=== Seitentext ===
# java chat button bauen?



## alextv01 (26. Apr 2006)

hallo leutz ich suche ienn chat button  mit dieser farb ehier #82bdce darauf soll chat stehen 
finde keinen (oder kennt ihr da sowelche) wollte mir nu selber so einen bauen weis aber net wie das geht 
er sollte oval sein 
gruß alextv01


----------



## alextv01 (26. Apr 2006)

hab macromedia dreamwever 2004 abwer ich glaub damit geht das nich in der farbe oder????


----------



## Komilitone (26. Apr 2006)

Wie hast du bloß den Weg hierhin gefunden?  :roll:  :lol:


----------



## alextv01 (26. Apr 2006)

wieso?über google


----------



## SebiB90 (26. Apr 2006)

alextv01 hat gesagt.:
			
		

> wieso?über google


tja hier biste aber eher falsch wir sind ne Java Community und keine Grafikdesigner Community 
denk vorher nach welche suchwörter du benutzt und guck dir dann den inhalt der page an
wenn du schon bei macromedia bist, da gibts ein Grafikprogramm names Fireworks, damit sollte es gehen
aber auch eigentlich mit jedem anderen Grafikprogrammen, das was taugt.
=== Vorliegende Daten ===
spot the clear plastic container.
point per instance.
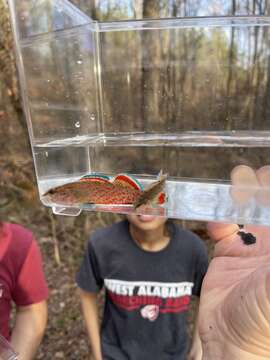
(189, 96)
(6, 351)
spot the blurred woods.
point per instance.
(163, 81)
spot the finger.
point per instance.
(220, 231)
(263, 176)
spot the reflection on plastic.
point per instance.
(6, 351)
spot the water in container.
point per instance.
(188, 96)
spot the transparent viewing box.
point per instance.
(189, 96)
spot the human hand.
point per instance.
(234, 315)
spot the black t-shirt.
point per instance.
(147, 293)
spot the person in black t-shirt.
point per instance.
(150, 268)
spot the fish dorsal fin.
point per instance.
(128, 181)
(97, 177)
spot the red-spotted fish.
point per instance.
(100, 189)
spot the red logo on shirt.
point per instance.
(152, 298)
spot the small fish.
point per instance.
(100, 189)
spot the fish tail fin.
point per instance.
(152, 191)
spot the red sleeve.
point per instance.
(31, 285)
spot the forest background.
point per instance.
(62, 239)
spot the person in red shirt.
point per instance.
(22, 282)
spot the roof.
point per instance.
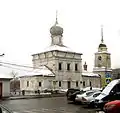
(42, 70)
(3, 76)
(58, 48)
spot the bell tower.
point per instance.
(102, 62)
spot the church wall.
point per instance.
(95, 81)
(53, 60)
(46, 82)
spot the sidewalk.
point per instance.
(34, 96)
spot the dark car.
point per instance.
(72, 94)
(112, 107)
(71, 91)
(110, 93)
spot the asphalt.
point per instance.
(33, 96)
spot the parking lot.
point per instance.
(46, 105)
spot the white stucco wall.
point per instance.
(5, 88)
(46, 82)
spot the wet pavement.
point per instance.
(45, 105)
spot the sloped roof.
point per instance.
(2, 76)
(57, 47)
(43, 70)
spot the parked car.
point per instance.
(71, 98)
(71, 91)
(80, 96)
(112, 107)
(91, 88)
(110, 93)
(89, 99)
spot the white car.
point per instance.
(79, 96)
(89, 99)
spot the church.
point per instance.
(64, 66)
(102, 63)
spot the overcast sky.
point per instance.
(25, 24)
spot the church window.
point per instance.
(40, 84)
(76, 83)
(27, 83)
(90, 83)
(59, 83)
(60, 66)
(99, 58)
(76, 67)
(83, 83)
(68, 66)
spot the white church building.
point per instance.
(62, 67)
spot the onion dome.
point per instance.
(102, 45)
(56, 29)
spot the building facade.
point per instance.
(4, 86)
(61, 60)
(102, 63)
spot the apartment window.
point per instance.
(40, 84)
(27, 83)
(60, 66)
(59, 83)
(76, 83)
(68, 66)
(83, 83)
(76, 67)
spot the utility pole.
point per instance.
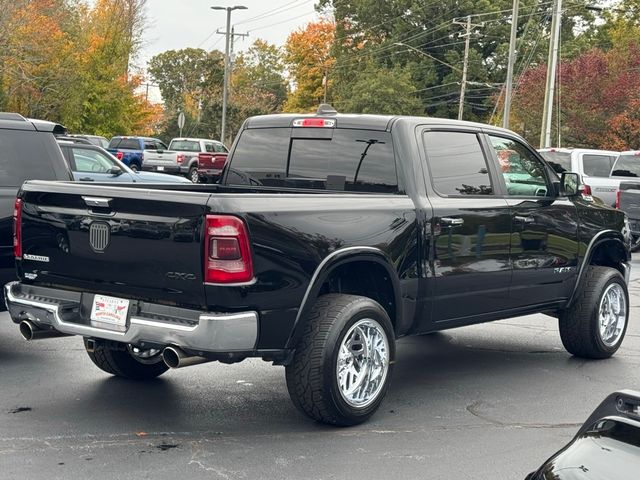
(463, 84)
(512, 60)
(225, 86)
(552, 63)
(233, 35)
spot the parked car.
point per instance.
(28, 150)
(594, 166)
(131, 150)
(607, 446)
(183, 158)
(93, 139)
(90, 163)
(328, 237)
(627, 170)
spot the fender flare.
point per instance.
(332, 261)
(597, 240)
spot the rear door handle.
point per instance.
(523, 219)
(451, 221)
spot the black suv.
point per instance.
(28, 150)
===
# Ziel der Übung
Schreib die Fortsetzung des Forenthreads über den Chat-Button, beginnend nach dem letzten Beitrag. Die Einträge haben mit dem Forenthread nichts zu tun.

# Richtige Antwort
----------



## alextv01 (26. Apr 2006)

ja aber das is doch dann ein java chat button 
so wie die hier 
www.aranis.de
sorry aber hab da echt keine ahnung von 
gruß alextv01


----------



## Illuvatar (26. Apr 2006)

Was die anderen dir sagen wollen, ist, dass es einen gewaltigen Unterschied zwischen Java und JavaScript (das was du brauchst) gibt.

Siehe auch hier: http://www.java-forum.org/de/viewtopic.php?t=6099

*verschoben*


----------



## alextv01 (26. Apr 2006)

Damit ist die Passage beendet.